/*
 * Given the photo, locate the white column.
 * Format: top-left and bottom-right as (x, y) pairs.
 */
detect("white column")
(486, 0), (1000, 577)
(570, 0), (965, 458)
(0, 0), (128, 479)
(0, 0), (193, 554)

• EXERCISE BRIEF: Format every line of the records above as a Markdown table with two columns, No. and Text. Put each line's number in No. and the line itself in Text, and skip any blank lines.

• RESPONSE TO THE TASK:
| No. | Text |
|---|---|
| 1 | /* |
| 2 |  * Given the photo, locate the white column. |
| 3 |  * Format: top-left and bottom-right as (x, y) pairs. |
| 4 |  */ |
| 5 | detect("white column") |
| 6 | (486, 0), (1000, 577) |
| 7 | (570, 0), (965, 458) |
| 8 | (0, 0), (128, 479) |
| 9 | (0, 0), (193, 554) |